Output every line below exactly.
>> Start
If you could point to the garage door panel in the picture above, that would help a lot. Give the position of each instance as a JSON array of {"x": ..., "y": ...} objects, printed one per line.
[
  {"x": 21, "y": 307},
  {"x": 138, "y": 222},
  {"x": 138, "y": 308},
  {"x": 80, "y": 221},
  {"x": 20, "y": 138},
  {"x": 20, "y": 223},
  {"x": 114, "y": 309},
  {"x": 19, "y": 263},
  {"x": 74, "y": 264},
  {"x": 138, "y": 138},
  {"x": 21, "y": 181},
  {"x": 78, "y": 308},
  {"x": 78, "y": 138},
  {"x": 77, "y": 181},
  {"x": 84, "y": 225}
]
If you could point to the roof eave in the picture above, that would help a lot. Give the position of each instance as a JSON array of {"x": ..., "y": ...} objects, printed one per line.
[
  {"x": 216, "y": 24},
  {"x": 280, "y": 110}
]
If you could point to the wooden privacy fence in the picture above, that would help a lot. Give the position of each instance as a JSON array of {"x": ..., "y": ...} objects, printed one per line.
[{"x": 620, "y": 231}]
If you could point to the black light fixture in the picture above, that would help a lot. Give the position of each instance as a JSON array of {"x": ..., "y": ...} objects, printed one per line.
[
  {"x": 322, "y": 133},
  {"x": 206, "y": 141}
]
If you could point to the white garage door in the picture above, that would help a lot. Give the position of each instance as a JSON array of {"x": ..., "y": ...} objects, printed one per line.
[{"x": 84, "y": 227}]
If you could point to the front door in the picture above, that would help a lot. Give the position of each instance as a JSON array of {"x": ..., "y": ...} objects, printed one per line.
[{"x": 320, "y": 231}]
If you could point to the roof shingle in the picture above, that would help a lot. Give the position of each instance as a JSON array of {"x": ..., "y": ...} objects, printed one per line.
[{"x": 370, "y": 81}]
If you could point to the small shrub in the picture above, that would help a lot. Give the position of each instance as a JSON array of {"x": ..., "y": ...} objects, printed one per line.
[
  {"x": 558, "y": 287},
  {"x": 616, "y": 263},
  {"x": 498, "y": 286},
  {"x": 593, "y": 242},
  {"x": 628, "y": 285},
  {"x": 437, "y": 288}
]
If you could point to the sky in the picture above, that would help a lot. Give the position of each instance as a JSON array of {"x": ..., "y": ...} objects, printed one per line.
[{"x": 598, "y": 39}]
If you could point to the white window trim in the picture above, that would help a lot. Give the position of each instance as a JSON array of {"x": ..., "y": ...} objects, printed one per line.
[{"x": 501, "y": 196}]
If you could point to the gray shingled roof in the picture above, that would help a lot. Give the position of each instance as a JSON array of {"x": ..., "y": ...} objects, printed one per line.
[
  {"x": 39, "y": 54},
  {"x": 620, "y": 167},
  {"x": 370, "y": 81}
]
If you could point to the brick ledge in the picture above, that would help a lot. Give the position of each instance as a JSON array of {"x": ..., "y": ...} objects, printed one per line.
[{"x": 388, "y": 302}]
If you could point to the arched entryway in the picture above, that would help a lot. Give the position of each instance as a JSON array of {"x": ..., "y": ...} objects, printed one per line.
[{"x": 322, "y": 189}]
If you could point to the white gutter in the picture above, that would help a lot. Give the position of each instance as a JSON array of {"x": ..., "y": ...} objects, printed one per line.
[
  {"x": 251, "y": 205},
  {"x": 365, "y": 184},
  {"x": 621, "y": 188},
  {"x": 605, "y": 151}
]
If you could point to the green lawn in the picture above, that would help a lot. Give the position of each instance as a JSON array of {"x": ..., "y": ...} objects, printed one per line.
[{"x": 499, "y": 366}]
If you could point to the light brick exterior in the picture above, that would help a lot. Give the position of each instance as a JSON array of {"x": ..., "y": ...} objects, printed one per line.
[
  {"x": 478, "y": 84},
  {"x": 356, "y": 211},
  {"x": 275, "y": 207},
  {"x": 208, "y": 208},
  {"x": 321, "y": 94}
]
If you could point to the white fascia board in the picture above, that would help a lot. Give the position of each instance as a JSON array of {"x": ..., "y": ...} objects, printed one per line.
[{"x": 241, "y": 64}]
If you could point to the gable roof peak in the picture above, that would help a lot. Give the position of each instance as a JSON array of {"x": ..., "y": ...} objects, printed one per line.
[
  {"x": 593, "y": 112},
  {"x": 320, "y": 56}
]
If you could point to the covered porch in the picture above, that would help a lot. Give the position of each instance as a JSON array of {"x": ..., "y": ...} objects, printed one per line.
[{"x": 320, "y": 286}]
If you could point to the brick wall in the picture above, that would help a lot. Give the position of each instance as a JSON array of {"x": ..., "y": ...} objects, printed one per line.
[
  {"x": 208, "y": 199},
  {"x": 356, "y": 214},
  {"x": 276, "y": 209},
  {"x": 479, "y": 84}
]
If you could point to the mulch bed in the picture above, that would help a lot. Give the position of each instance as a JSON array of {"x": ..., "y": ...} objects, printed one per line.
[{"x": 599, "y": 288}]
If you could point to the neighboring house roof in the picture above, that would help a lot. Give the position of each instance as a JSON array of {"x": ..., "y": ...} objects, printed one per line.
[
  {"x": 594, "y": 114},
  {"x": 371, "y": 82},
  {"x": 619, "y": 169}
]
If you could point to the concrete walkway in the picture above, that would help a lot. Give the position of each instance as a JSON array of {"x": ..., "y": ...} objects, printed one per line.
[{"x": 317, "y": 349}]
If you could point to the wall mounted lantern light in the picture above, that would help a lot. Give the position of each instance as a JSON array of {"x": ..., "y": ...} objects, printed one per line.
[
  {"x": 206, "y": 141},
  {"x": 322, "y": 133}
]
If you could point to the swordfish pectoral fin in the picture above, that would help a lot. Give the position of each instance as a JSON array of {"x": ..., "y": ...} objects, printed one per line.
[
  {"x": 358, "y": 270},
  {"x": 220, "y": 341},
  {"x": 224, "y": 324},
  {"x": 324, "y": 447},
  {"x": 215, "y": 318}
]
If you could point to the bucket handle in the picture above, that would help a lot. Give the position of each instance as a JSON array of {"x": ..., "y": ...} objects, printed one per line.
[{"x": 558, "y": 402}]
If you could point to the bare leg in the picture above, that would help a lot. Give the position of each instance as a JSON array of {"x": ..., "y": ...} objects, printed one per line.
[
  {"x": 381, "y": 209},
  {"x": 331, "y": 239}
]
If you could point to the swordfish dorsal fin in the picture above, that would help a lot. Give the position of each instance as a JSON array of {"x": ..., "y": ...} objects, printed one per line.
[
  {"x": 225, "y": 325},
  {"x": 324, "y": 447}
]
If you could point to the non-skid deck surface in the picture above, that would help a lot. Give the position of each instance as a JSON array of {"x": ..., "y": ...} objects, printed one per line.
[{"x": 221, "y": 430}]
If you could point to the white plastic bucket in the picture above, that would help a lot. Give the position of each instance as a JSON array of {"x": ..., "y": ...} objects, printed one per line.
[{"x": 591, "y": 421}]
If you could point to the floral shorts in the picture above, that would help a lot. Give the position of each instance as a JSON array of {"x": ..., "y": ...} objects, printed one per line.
>> End
- Result
If you could point to the garage door panel in the picture above, that would help a lot. Give the position of each instance as a JSON array of {"x": ..., "y": ...} objects, printed one per line.
[
  {"x": 21, "y": 307},
  {"x": 138, "y": 222},
  {"x": 138, "y": 308},
  {"x": 80, "y": 221},
  {"x": 20, "y": 138},
  {"x": 20, "y": 223},
  {"x": 114, "y": 309},
  {"x": 19, "y": 263},
  {"x": 74, "y": 264},
  {"x": 138, "y": 138},
  {"x": 21, "y": 181},
  {"x": 78, "y": 308},
  {"x": 78, "y": 138},
  {"x": 77, "y": 181},
  {"x": 84, "y": 225}
]
If you could point to the roof eave in the picture above, that would help a lot. Give the position of each instance as a JSON array of {"x": ..., "y": ...} objects, printed one per line.
[
  {"x": 216, "y": 24},
  {"x": 280, "y": 110}
]
If you could point to the wooden privacy fence in the picture above, that would help a lot. Give the position of each instance as a JSON array of {"x": ..., "y": ...} objects, printed one per line.
[{"x": 620, "y": 231}]
If you could point to the black light fixture in the picture above, that would help a lot. Give the position of each instance as a JSON array of {"x": ..., "y": ...} objects, printed one per line.
[
  {"x": 322, "y": 133},
  {"x": 206, "y": 141}
]
If you could point to the white garage door in the picture above, that would help a lot. Give the position of each instance as a JSON array of {"x": ..., "y": ...} objects, printed one per line.
[{"x": 84, "y": 227}]
If you could point to the front door in the picture above, that would help a lot. Give the position of each instance as a JSON array of {"x": ..., "y": ...} objects, printed one per line.
[{"x": 320, "y": 231}]
If you could point to the roof shingle in the picture above, that would help a lot. Give the position of each instance as a JSON array of {"x": ..., "y": ...} objects, printed one per line.
[{"x": 370, "y": 81}]
If you could point to the small shrub in the picture above, that would help a lot. Give the position of each instance as a JSON array of {"x": ..., "y": ...} objects, printed one per line.
[
  {"x": 558, "y": 287},
  {"x": 616, "y": 263},
  {"x": 498, "y": 286},
  {"x": 593, "y": 242},
  {"x": 628, "y": 285},
  {"x": 437, "y": 288}
]
If you could point to the sky in the picture above, that would help a lot. Give the position of each instance as a JSON array of {"x": ..., "y": ...} objects, printed one per line.
[{"x": 598, "y": 39}]
If you could point to the white window trim in the picture above, that would help a lot. Give the position of each instance as a JSON array of {"x": ..., "y": ...} objects, printed one per line.
[{"x": 501, "y": 196}]
If you could point to the gray shingled roof in the picture above, that would help a lot. Give the position of each instance as a JSON array of {"x": ..., "y": ...} objects, printed one per line.
[
  {"x": 39, "y": 54},
  {"x": 620, "y": 167},
  {"x": 370, "y": 81}
]
If you could point to the brick ledge in the picture above, that would help a lot. Give the position of each instance as a JSON array of {"x": ..., "y": ...} objects, printed one per line.
[{"x": 388, "y": 302}]
If you could point to the arched entryway in the picture above, that would help a lot. Give the position of each instance as a JSON array of {"x": ..., "y": ...} objects, printed one per line.
[{"x": 322, "y": 189}]
If you could point to the white gutter in the picture above, that would help a lot. Give the position of each instance as a JSON array of {"x": ..., "y": ...} objects, printed one per line.
[
  {"x": 251, "y": 205},
  {"x": 365, "y": 184},
  {"x": 621, "y": 188},
  {"x": 605, "y": 151}
]
If you could point to the green lawn in the picture above, that would help a lot. Give the position of each instance as a JSON array of {"x": ..., "y": ...} objects, printed one per line.
[{"x": 499, "y": 366}]
If you could point to the light brick exterior in the picture above, that would help a lot. Give the position of each instance as a JSON array of {"x": ..., "y": ...} objects, printed one per line.
[
  {"x": 478, "y": 84},
  {"x": 356, "y": 211},
  {"x": 275, "y": 207},
  {"x": 208, "y": 208},
  {"x": 321, "y": 94}
]
If you could point to the white fascia board in the picture above, that would help a lot. Give the position of each instance as a JSON array of {"x": ..., "y": ...} objects, printed one per line.
[{"x": 241, "y": 64}]
If you could point to the gable roof peak in the picture above, that would help a lot. Give the position of each instance as a JSON array of {"x": ..., "y": ...} objects, printed one per line.
[
  {"x": 593, "y": 112},
  {"x": 320, "y": 56}
]
If you could point to the covered porch in the picture above, that would help a lot. Give the position of each instance as a JSON array of {"x": ..., "y": ...} objects, printed one per line.
[{"x": 320, "y": 286}]
If you could point to the brick wall in the picture above, that would help a lot. Give the position of each instance as a JSON array of {"x": ..., "y": ...} objects, printed one per line.
[
  {"x": 208, "y": 199},
  {"x": 356, "y": 214},
  {"x": 276, "y": 209},
  {"x": 479, "y": 84}
]
If you could point to the mulch bed in the picture above, that would help a lot. Give the position of each instance as a JSON array of {"x": ..., "y": ...} objects, printed one per line.
[{"x": 599, "y": 288}]
If you could point to the neighboring house roof in the picture above, that would help a lot. Give the position of each instance as a JSON array of {"x": ..., "y": ...} objects, printed one per line.
[
  {"x": 594, "y": 114},
  {"x": 371, "y": 82},
  {"x": 619, "y": 169}
]
If you could point to the concrete walkway in the picture above, that would help a lot. Give the position of each instance as a JSON array of {"x": ..., "y": ...} objects, printed one per line.
[{"x": 317, "y": 349}]
If you could point to the wall mounted lantern light in the picture above, that would help a lot. Give the position of each instance as a JSON array of {"x": ..., "y": ...} objects, printed one per line.
[
  {"x": 206, "y": 141},
  {"x": 322, "y": 133}
]
If you could point to the swordfish pectoral fin in the picture above, that would help a lot. Give the position of each instance as a JSON array of {"x": ..., "y": ...} objects, printed one per line.
[
  {"x": 358, "y": 270},
  {"x": 220, "y": 341},
  {"x": 224, "y": 324},
  {"x": 324, "y": 447},
  {"x": 215, "y": 318}
]
If you could point to the bucket handle in the picture above, that would help a lot. Give the position of each instance as a JSON array of {"x": ..., "y": ...} objects, printed one per line.
[{"x": 558, "y": 402}]
If you could point to the bare leg in the picture above, that would help a lot. Give the position of each instance as a JSON array of {"x": ..., "y": ...} objects, printed one per line.
[
  {"x": 381, "y": 209},
  {"x": 331, "y": 239}
]
If you could point to the swordfish dorsal fin in the picture above, that would help a lot. Give the position of each instance as a JSON array of {"x": ..., "y": ...} objects, printed one per line.
[
  {"x": 225, "y": 325},
  {"x": 324, "y": 447}
]
If you could point to the non-skid deck surface in the picture above, that would help a lot. Give the position of each instance as a JSON array of {"x": ..., "y": ...} objects, printed one per line.
[{"x": 221, "y": 430}]
If you could point to the white plastic bucket in the picture above, that would help a lot. Give the position of each instance as a JSON array of {"x": ..., "y": ...} objects, printed one per line.
[{"x": 591, "y": 421}]
If you could point to the floral shorts in the picture above, that would help a lot. Give the position of each instance as a JSON array of {"x": ..., "y": ...} objects, printed one per line.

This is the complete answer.